Input material =

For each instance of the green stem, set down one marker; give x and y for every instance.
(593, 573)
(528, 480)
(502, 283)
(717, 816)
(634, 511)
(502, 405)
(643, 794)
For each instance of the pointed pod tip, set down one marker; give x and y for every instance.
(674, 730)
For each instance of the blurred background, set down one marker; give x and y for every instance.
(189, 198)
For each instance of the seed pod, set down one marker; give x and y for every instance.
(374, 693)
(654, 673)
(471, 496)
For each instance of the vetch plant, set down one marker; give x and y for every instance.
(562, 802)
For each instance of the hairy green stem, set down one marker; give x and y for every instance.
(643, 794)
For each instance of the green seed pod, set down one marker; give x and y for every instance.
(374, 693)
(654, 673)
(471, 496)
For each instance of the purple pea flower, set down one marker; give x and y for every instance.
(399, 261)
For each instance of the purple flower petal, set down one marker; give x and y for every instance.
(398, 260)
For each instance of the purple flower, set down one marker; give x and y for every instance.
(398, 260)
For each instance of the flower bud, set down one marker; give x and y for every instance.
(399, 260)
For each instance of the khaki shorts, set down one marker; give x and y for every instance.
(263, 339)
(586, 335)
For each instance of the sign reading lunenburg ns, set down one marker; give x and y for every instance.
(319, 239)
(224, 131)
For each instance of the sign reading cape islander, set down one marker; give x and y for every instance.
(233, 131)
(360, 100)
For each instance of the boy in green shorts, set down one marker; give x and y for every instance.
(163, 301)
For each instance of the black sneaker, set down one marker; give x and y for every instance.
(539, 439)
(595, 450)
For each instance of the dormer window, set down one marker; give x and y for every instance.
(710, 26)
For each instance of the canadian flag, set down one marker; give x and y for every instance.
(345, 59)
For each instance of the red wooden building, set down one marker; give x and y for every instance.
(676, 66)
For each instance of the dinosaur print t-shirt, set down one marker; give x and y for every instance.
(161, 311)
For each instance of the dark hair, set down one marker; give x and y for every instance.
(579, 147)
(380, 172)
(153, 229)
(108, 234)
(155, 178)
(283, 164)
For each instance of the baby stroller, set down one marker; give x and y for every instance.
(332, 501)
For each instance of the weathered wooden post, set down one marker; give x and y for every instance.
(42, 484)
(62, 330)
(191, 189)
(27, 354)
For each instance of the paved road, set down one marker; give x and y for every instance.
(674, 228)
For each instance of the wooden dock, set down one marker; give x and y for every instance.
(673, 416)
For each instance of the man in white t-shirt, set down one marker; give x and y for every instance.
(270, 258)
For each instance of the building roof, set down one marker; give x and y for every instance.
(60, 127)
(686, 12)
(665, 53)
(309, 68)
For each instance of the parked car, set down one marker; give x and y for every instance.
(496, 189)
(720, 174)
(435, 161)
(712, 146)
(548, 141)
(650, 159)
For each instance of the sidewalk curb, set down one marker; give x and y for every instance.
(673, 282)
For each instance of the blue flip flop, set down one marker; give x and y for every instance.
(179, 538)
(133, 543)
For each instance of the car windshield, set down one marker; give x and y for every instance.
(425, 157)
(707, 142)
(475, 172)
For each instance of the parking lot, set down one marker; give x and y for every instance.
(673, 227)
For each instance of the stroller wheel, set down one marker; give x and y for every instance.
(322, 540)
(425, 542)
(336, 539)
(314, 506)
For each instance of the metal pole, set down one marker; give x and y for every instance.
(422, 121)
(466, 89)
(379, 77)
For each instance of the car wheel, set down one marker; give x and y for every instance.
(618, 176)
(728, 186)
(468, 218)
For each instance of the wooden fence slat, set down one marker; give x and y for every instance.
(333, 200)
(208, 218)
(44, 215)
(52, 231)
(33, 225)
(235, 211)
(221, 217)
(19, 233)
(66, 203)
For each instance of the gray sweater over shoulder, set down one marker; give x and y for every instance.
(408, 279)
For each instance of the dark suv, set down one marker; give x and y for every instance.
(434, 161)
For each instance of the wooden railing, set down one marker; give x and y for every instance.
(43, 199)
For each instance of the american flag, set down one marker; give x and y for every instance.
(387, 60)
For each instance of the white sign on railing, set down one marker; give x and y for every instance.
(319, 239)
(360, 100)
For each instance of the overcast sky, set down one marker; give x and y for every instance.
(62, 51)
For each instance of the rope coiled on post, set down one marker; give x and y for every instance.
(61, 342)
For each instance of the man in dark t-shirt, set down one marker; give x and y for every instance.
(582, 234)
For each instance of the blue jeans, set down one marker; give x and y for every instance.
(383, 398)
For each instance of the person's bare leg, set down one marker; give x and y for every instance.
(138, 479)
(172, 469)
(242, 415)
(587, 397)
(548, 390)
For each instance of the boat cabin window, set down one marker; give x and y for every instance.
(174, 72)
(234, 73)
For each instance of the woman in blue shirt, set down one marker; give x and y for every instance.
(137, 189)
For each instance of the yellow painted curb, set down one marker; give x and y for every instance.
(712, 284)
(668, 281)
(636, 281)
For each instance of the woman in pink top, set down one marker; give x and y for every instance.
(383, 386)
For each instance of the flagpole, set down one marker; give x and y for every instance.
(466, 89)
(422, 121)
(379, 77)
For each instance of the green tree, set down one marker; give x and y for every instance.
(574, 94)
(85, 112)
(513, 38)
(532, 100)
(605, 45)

To do =
Set out all of the material above as a numbered list, one line per item, with any blank lines dropped.

Complete output =
1. For each instance of the green stem, set down one marker; give x and y for every instance.
2. (593, 573)
3. (528, 480)
4. (502, 283)
5. (717, 816)
6. (634, 511)
7. (502, 405)
8. (643, 794)
9. For each instance of the pointed pod tip, set down one marker; give x and y for every instance.
10. (674, 730)
11. For each instance of the blurred background, set down one marker; give x and y for every instance.
12. (189, 198)
13. For each instance of the seed pod, set down one marker; give x and y for every instance.
14. (374, 693)
15. (654, 673)
16. (471, 496)
17. For each instance of the vetch plant, set down one marker; give x and y for every instance.
18. (562, 802)
19. For each instance of the hairy green stem, set down one marker; give x and y for every instance.
20. (643, 794)
21. For each instance of the green seed pod, set down one marker; give x and y for every instance.
22. (374, 693)
23. (654, 673)
24. (471, 496)
25. For each instance of the purple pea flower, set down one marker; give x and y for every instance.
26. (399, 261)
27. For each instance of the purple flower petal, set down one marker; give x and y for every instance.
28. (398, 260)
29. For each instance of the purple flower, set down one marker; give x and y for every instance.
30. (398, 260)
31. For each instance of the flower bud, set down one marker; give x and y for every instance.
32. (399, 260)
33. For each instance of the khaki shorts, set down one marker; give x and y for every instance.
34. (263, 339)
35. (586, 335)
36. For each instance of the sign reading lunenburg ns, set down one marker; give x and y for every instance.
37. (319, 239)
38. (224, 131)
39. For each instance of the sign reading cape islander, set down one marker; give x and y for every instance.
40. (233, 131)
41. (360, 100)
42. For each instance of the boy in green shorts, set down one marker; give x and y for every instance.
43. (163, 301)
44. For each instance of the black sneaker, set down one marker; give x and y for every instance.
45. (539, 439)
46. (595, 450)
47. For each instance of the dormer window, set down one marker; give x and y for every instance.
48. (710, 26)
49. For each instance of the canadian flag, set down one marker; give x and y for every instance.
50. (345, 59)
51. For each instance of the red wooden building, set down one marker; give x and y for every instance.
52. (676, 66)
53. For each instance of the dinosaur print t-shirt, set down one marker; give x and y for every instance.
54. (161, 311)
55. For each instance of the dark hair, set down one marker; give x and y for every instance.
56. (579, 147)
57. (380, 172)
58. (153, 229)
59. (108, 234)
60. (155, 178)
61. (283, 164)
62. For each instance of the baby stroller, set down one marker; give x and y for every instance.
63. (332, 501)
64. For each instance of the weathered wooden post, set down one marker; give x and y for every instance.
65. (42, 484)
66. (62, 330)
67. (191, 189)
68. (27, 354)
69. For each instance of the paved road, set down one marker; give x and y for every instance.
70. (674, 228)
71. For each instance of the wooden dock, set down one marker; give x and y for every instance.
72. (673, 416)
73. For each instance of the man in white t-shirt, set down one marker; give x and y for every instance.
74. (270, 258)
75. For each instance of the building roof, set down one marker; give x and y for every instance.
76. (60, 127)
77. (686, 12)
78. (665, 53)
79. (309, 68)
80. For each instance of the parked car, set down one marker; give x and y for every instance.
81. (496, 189)
82. (720, 174)
83. (435, 161)
84. (712, 146)
85. (548, 141)
86. (650, 159)
87. For each instance of the sidewalk curb, set down one marker; give x and y for every instance.
88. (673, 282)
89. For each instance of the blue flip flop, set down one marker; give x and y for every instance.
90. (179, 538)
91. (133, 543)
92. For each instance of the car windshield, set down one marker; give x and y for every instance.
93. (425, 157)
94. (707, 142)
95. (475, 172)
96. For each instance of the parking lot, set down one marker; give x and y for every instance.
97. (673, 227)
98. For each instance of the stroller wheel, set down one marker; give x and y for every instance.
99. (322, 540)
100. (425, 542)
101. (336, 539)
102. (314, 506)
103. For each instance of the metal pole, set down one marker; give x and y for every instance.
104. (422, 121)
105. (466, 89)
106. (379, 77)
107. For each instance of the car wheel, set down one marker; give x and y for every instance.
108. (618, 176)
109. (728, 186)
110. (468, 218)
111. For each instance of the wooden fence slat, set down one marker; give x and y for every instance.
112. (333, 200)
113. (208, 218)
114. (44, 215)
115. (52, 231)
116. (33, 225)
117. (235, 211)
118. (221, 217)
119. (19, 233)
120. (66, 203)
121. For each instance of the gray sweater over shoulder, set down one marker; give x and y for every instance.
122. (408, 279)
123. For each instance of the dark suv, set down one marker; give x and y for every instance.
124. (434, 161)
125. For each instance of the wooden railing, set down one marker; give x and y for every instance.
126. (43, 199)
127. For each instance of the american flag, set down one marker; give x and y for every instance.
128. (387, 60)
129. For each instance of the white sign on railing, set down one marker; give x and y for every instance.
130. (319, 239)
131. (360, 100)
132. For each instance of the overcast sky, set down one marker; give x and y for every instance.
133. (62, 51)
134. For each instance of the rope coiled on post, set down one marker; give x and y for every instance.
135. (61, 342)
136. For each instance of the man in dark t-shirt, set down one marker; give x and y for every instance.
137. (582, 234)
138. For each instance of the blue jeans, set down one marker; give x and y for every instance.
139. (383, 398)
140. For each instance of the person's bare leg, set down one marker; give x and y for every instance.
141. (138, 479)
142. (172, 469)
143. (242, 415)
144. (587, 397)
145. (548, 390)
146. For each instance of the boat cabin window, set down one marker; give x and y for every instance.
147. (174, 72)
148. (234, 73)
149. For each instance of the woman in blue shirt, set down one marker; give x and y for every instance.
150. (137, 189)
151. For each instance of the yellow painted curb, set down one marker; give x and y for every instance.
152. (712, 284)
153. (668, 281)
154. (636, 281)
155. For each instance of the woman in pink top, set down one marker; give x and y for every instance.
156. (383, 386)
157. For each instance of the flagpole, set down one marker; give x and y for every instance.
158. (466, 89)
159. (422, 121)
160. (379, 77)
161. For each instance of the green tree, set down one marker; give x and y for every instance.
162. (574, 94)
163. (85, 112)
164. (513, 38)
165. (532, 100)
166. (605, 45)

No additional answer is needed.